[SEZIONE DOCUMENTO]
################
6Diceva anche questa parabola: «Un tale aveva piantato un albero di fichi nella sua vigna e venne a cercarvi frutti, ma non ne trovò. 7Allora disse al vignaiolo: “Ecco, sono tre anni che vengo a cercare frutti su quest’albero, ma non ne trovo. Taglialo dunque! Perché deve sfruttare il terreno?”. 8Ma quello gli rispose: “Padrone, lascialo ancora quest’anno, finché gli avrò zappato attorno e avrò messo il concime. 9Vedremo se porterà frutti per l’avvenire; se no, lo taglierai”».
################
[ESTRATTO DATASET]
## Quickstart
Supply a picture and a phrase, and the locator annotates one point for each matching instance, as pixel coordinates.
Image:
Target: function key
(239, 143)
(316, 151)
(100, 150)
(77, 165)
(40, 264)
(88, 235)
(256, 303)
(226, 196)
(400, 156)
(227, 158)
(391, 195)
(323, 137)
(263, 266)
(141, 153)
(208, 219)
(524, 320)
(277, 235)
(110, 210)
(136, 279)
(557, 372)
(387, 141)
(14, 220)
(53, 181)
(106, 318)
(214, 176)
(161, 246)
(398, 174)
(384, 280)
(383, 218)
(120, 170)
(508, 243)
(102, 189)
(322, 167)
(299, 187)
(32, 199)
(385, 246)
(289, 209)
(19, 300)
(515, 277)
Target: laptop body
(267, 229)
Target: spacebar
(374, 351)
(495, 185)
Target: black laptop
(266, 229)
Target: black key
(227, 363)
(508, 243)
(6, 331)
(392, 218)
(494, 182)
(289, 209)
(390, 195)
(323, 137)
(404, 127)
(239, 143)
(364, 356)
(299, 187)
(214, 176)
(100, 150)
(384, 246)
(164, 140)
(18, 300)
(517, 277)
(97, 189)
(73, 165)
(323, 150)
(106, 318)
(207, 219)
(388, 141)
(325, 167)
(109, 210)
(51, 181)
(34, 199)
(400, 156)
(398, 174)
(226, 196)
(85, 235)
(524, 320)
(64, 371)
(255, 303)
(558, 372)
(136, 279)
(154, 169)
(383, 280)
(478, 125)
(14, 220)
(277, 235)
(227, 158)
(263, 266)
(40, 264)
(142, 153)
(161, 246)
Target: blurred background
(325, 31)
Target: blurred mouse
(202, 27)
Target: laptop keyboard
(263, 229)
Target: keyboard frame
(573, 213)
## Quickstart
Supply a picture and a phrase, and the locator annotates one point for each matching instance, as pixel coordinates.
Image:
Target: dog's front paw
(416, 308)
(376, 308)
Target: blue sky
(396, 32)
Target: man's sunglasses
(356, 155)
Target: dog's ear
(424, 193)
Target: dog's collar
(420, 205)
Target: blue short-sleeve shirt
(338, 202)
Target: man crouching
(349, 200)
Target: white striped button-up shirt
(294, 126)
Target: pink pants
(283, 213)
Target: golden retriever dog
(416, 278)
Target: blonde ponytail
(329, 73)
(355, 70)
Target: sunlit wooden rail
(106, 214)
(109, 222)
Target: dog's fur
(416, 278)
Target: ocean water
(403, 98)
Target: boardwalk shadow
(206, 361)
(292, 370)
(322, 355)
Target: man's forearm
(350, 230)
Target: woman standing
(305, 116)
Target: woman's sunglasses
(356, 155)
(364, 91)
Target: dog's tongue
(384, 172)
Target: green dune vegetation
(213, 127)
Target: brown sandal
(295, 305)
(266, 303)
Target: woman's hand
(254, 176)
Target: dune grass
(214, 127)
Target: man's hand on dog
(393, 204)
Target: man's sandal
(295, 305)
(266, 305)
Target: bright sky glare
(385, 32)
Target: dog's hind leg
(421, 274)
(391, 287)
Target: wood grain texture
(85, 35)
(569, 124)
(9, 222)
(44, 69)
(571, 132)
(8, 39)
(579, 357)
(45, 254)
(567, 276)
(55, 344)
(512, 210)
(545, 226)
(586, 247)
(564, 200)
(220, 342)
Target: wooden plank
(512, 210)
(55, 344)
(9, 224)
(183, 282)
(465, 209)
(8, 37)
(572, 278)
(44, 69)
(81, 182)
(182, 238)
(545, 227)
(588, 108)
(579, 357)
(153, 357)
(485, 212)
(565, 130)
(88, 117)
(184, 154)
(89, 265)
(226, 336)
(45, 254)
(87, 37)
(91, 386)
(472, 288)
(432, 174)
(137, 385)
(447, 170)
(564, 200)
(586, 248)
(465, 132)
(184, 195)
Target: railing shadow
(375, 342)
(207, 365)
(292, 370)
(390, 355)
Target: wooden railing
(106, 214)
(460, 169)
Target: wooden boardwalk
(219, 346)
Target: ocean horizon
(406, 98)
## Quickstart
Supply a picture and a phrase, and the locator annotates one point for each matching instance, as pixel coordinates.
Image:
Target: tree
################
[ESERCIZIO ASSEGNATO A] Nella parabola del fico, da quanti anni il padrone viene a cercare frutti sull'albero senza trovarne?
[ESERCIZIO ASSEGNATO B] Trasla di 117 ogni coordinata nel tratto di voci che va dalla riga contenente "Target: ocean horizon" fino alla fine delle voci, estremi inclusi. Riporta tutte le righe del tratto senza omissioni.

[SOLUZIONE ESERCIZIO A] Da tre anni.

[SOLUZIONE ESERCIZIO B]
Target: ocean horizon
(523, 215)
## Quickstart
Supply a picture and a phrase, and the locator annotates one point for each matching instance, as pixel coordinates.
Image:
Target: tree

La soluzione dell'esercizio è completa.